◆ Source excerpt ◆
John Dwight Pentecost (April 24, 1915 – April 28, 2014) was an American Christian theologian, best known for his book Things to Come.

Pentecost was born in Pennsylvania and died in Dallas, Texas.  His wife was Dorothy Harrison Pentecost (June 17, 1915 – June 21, 2000). John and Dorothy had two daughters: Jane Pentecost Fenby and Gwendolyn Ann Pentecost Arnold.

Pentecost was Distinguished Professor of Bible Exposition, Emeritus, at Dallas Theological Seminary, one of only two so honored. He held a B.A. from Hampden-Sydney College (1937), in addition to Th.M. (1941) and Th.D. (1956) degrees from Dallas Theological Seminary. During his academic career he taught biblical subjects for over 60 years (Philadelphia College of Bible, 1948–55; Dallas Theological Seminary, 1955-2014). His nearly twenty books are written mostly for the general Christian reader. His pastoral career continued through this period.

◆ Extracted entries ◆
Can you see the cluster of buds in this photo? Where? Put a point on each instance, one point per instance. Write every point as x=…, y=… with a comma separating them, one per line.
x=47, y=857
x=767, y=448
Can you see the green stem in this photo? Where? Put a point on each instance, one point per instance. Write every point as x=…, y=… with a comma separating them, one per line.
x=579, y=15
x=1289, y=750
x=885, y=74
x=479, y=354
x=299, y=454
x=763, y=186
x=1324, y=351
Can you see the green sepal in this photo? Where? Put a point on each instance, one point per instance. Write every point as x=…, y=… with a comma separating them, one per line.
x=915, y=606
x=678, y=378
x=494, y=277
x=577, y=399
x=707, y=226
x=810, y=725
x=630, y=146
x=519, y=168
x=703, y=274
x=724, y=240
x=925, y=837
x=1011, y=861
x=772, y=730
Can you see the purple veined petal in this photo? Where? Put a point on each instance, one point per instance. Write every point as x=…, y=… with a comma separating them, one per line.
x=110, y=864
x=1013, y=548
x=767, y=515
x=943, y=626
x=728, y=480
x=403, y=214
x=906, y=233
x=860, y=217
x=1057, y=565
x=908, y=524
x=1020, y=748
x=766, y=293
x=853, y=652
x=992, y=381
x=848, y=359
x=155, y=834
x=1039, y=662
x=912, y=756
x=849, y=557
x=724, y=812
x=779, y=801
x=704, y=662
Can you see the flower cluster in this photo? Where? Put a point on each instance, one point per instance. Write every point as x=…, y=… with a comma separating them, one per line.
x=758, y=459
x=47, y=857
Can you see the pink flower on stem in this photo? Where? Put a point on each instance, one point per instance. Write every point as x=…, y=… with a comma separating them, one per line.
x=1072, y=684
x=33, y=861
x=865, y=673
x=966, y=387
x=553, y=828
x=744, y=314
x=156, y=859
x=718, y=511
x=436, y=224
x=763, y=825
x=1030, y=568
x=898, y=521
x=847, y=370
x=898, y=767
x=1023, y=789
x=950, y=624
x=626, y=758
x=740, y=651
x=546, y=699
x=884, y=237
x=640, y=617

◆ The task ◆
According to the Pentecost biography, which school granted his B.A., and in what year?

◆ Exercise response ◆
Hampden-Sydney College, in 1937.